Working data:
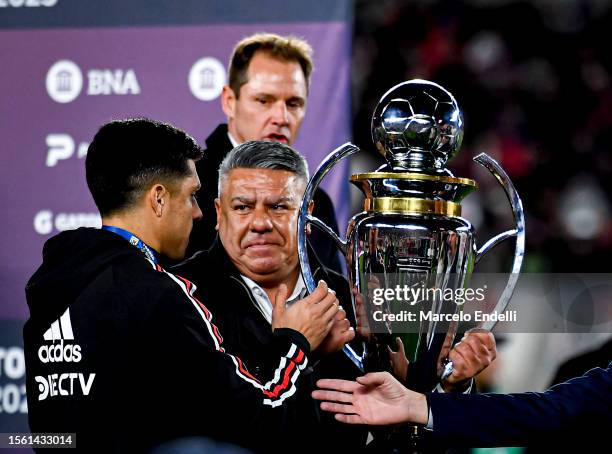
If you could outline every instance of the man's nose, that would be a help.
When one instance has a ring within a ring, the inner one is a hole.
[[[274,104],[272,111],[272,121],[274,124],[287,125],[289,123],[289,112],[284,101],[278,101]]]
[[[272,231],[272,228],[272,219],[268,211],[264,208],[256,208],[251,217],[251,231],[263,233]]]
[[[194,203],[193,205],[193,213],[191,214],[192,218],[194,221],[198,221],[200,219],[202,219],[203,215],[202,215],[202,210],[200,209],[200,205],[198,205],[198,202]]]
--
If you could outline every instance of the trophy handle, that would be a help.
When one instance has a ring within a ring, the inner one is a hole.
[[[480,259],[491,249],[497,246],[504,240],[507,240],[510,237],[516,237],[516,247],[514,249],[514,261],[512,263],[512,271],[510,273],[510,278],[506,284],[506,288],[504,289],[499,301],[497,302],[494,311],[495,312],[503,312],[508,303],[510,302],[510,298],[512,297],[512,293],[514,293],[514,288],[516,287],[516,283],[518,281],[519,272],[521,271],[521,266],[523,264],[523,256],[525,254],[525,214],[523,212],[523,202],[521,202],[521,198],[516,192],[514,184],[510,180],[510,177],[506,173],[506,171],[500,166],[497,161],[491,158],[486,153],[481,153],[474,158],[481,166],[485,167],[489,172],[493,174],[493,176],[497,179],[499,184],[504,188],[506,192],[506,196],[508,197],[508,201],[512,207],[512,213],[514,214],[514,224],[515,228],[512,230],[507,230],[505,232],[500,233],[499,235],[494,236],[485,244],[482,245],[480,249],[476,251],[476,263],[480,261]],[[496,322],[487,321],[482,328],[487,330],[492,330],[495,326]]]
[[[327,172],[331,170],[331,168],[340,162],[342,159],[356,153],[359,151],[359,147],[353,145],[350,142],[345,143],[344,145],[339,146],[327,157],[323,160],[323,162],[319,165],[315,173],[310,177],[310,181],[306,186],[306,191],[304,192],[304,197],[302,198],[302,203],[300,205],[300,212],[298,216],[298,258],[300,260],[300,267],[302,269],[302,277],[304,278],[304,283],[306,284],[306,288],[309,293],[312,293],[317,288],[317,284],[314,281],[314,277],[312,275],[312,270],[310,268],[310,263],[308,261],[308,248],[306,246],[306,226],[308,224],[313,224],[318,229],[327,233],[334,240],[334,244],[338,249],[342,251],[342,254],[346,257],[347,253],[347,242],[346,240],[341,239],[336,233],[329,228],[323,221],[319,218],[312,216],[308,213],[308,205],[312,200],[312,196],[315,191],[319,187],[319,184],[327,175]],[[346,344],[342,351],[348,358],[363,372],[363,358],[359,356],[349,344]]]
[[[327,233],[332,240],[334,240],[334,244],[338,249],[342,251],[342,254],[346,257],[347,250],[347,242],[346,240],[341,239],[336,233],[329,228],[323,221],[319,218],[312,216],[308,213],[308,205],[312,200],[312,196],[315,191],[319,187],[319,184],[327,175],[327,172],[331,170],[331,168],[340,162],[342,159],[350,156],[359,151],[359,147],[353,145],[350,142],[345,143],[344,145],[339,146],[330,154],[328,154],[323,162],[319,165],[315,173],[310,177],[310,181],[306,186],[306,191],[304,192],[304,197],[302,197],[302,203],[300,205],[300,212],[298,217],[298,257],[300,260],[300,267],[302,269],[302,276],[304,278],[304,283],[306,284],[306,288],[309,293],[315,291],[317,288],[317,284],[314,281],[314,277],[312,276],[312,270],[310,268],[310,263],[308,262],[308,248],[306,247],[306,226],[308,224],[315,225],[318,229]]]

Exercise task: Please count the lines in the rows above that contain the word "help" and reply with that number alone.

Result for this exercise: 2